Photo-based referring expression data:

____

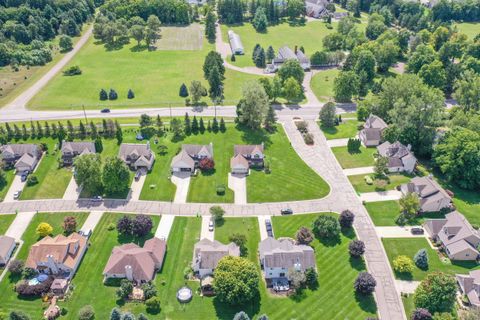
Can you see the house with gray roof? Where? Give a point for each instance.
(456, 235)
(188, 159)
(136, 155)
(432, 196)
(72, 149)
(23, 157)
(277, 257)
(371, 134)
(207, 253)
(400, 157)
(246, 156)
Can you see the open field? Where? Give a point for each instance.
(410, 246)
(154, 76)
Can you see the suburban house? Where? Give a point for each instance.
(400, 157)
(207, 253)
(72, 149)
(284, 54)
(235, 42)
(433, 197)
(59, 255)
(137, 156)
(470, 286)
(189, 157)
(371, 134)
(23, 157)
(245, 157)
(7, 245)
(277, 257)
(136, 263)
(456, 235)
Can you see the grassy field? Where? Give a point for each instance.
(10, 300)
(364, 158)
(410, 246)
(394, 180)
(154, 76)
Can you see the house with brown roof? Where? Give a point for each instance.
(371, 134)
(189, 157)
(135, 263)
(400, 157)
(137, 156)
(70, 150)
(245, 157)
(457, 236)
(23, 157)
(432, 196)
(277, 257)
(207, 253)
(7, 245)
(59, 255)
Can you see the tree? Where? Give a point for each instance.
(235, 280)
(44, 229)
(365, 283)
(326, 227)
(115, 176)
(437, 292)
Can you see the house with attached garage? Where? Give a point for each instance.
(137, 156)
(189, 157)
(456, 235)
(246, 157)
(23, 157)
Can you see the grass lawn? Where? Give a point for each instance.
(322, 84)
(154, 76)
(410, 246)
(10, 300)
(394, 180)
(346, 129)
(364, 158)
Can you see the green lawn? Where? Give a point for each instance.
(346, 129)
(154, 76)
(394, 180)
(10, 300)
(364, 158)
(409, 246)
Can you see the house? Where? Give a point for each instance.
(136, 263)
(188, 159)
(371, 134)
(7, 245)
(235, 42)
(72, 149)
(277, 257)
(137, 156)
(400, 157)
(433, 197)
(207, 253)
(470, 286)
(59, 255)
(284, 54)
(456, 235)
(23, 157)
(245, 157)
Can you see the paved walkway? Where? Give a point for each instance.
(164, 227)
(238, 183)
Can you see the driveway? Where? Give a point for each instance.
(182, 181)
(238, 183)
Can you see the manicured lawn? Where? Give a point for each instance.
(364, 158)
(154, 76)
(10, 300)
(322, 84)
(394, 180)
(410, 246)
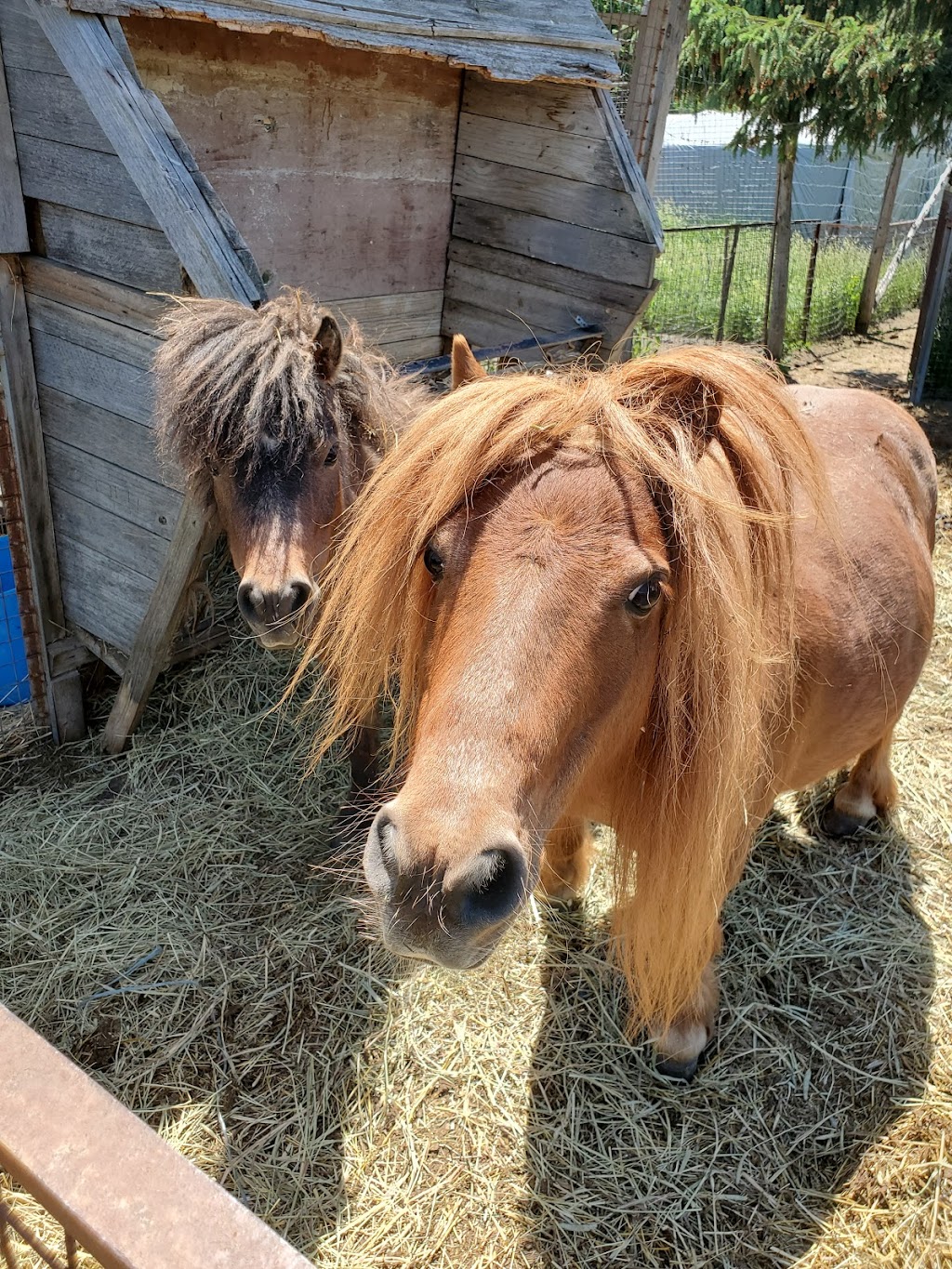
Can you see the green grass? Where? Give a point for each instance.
(692, 267)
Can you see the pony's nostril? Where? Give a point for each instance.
(252, 603)
(489, 887)
(298, 593)
(379, 863)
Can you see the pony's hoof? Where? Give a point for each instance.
(673, 1070)
(838, 824)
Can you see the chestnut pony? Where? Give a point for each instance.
(653, 597)
(275, 419)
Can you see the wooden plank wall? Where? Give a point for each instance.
(83, 205)
(545, 232)
(336, 164)
(114, 509)
(93, 339)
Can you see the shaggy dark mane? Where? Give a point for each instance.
(228, 376)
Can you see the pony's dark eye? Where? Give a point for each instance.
(433, 560)
(643, 598)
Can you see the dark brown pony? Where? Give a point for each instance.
(654, 597)
(277, 419)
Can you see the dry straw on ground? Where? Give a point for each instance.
(379, 1116)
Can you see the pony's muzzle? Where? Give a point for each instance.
(271, 611)
(450, 911)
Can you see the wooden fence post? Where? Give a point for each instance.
(779, 281)
(867, 299)
(654, 75)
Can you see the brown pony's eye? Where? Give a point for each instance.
(643, 598)
(433, 560)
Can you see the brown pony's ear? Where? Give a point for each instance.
(464, 367)
(327, 347)
(694, 400)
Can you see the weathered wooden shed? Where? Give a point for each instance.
(423, 169)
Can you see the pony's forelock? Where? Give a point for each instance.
(720, 444)
(228, 373)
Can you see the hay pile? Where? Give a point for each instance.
(379, 1116)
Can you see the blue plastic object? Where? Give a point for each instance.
(14, 674)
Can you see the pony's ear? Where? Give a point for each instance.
(327, 347)
(464, 367)
(694, 400)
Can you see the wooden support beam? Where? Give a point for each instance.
(132, 127)
(867, 298)
(20, 388)
(654, 75)
(211, 250)
(13, 218)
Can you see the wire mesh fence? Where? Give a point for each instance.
(718, 207)
(715, 279)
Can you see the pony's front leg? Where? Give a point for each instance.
(566, 862)
(681, 1045)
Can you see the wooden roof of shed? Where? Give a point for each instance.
(508, 39)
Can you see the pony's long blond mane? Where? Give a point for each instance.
(720, 443)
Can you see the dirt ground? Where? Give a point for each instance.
(391, 1117)
(879, 364)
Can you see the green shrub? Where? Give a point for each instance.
(692, 268)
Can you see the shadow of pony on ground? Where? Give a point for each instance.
(826, 976)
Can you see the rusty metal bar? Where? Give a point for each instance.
(35, 1244)
(125, 1195)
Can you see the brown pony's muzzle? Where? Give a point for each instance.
(273, 612)
(455, 913)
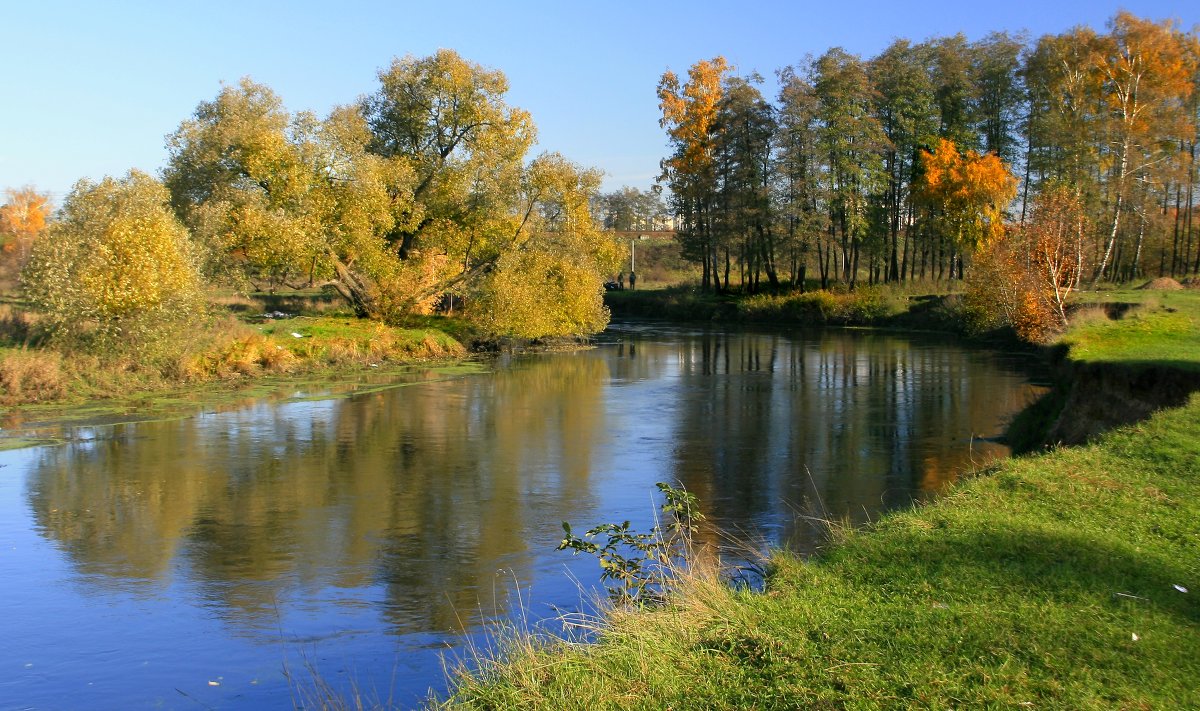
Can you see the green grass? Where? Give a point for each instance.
(1023, 589)
(1044, 581)
(1163, 329)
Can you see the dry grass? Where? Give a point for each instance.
(31, 376)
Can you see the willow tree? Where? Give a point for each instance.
(552, 281)
(276, 199)
(418, 191)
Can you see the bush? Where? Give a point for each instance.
(115, 273)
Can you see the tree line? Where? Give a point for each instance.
(420, 191)
(901, 166)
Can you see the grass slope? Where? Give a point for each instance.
(1049, 581)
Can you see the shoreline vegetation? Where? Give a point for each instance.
(1062, 579)
(247, 347)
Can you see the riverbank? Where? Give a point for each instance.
(229, 357)
(1068, 579)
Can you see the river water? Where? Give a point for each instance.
(195, 562)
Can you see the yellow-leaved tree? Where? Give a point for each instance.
(967, 193)
(552, 282)
(115, 272)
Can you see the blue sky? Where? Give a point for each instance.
(93, 88)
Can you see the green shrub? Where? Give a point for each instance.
(115, 273)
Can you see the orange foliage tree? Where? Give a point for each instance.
(689, 113)
(23, 217)
(967, 193)
(1026, 279)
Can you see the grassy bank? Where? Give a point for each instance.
(911, 308)
(233, 348)
(1065, 580)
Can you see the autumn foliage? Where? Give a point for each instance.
(117, 269)
(1026, 280)
(969, 191)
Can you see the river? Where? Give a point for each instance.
(196, 562)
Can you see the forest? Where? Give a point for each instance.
(1038, 167)
(1073, 156)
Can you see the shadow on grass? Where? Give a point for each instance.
(1059, 568)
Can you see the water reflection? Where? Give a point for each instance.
(419, 490)
(387, 523)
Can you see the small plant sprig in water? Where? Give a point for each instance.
(641, 565)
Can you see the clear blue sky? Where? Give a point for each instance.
(93, 88)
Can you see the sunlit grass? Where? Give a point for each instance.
(1163, 328)
(1048, 583)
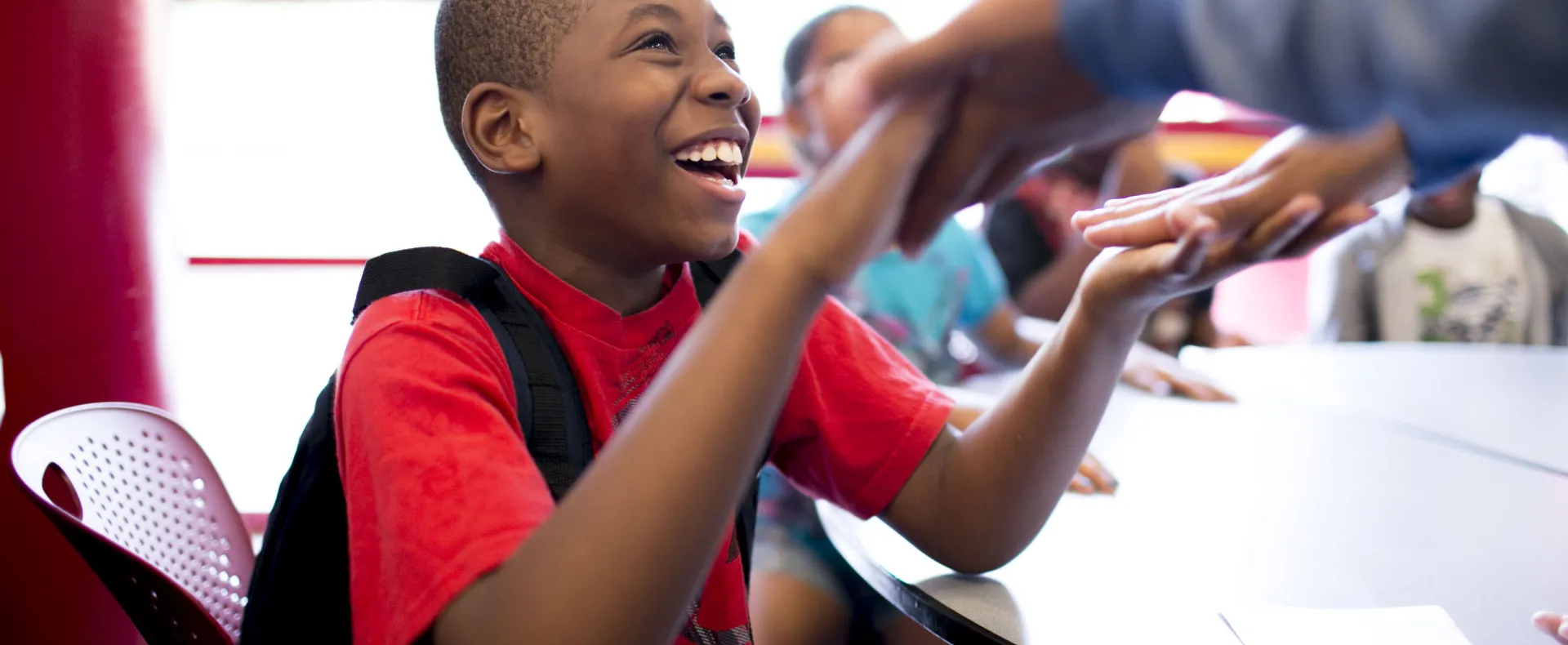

____

Return only the lines from the one containing "Can you see the grassy bank?" through the last line of the entries above, exactly as written and without pictures.

Solved exercise:
Can you see the grassy bank? Where? Give a point for each instance.
(911, 308)
(233, 348)
(1065, 580)
Can you see the autumn foliage? Where? Give a point for each instance.
(117, 269)
(1026, 280)
(969, 191)
Can you see the river? Where? Give a point for each instance.
(196, 562)
Can you see the forest? Where? Give a point for each instance.
(1038, 167)
(1073, 156)
Can you see the shadow on grass? Where? Give a point for each instance.
(1059, 568)
Can you see the water reflection? Where? Give a point for each instance.
(419, 490)
(387, 523)
Can you see the small plant sprig in water? Where? Give a point for each instance.
(641, 565)
Can you see the clear blue sky? Where? Give a point for each instance.
(93, 88)
Can you see the sunlit grass? Where? Give a point for each instance.
(1163, 328)
(1048, 583)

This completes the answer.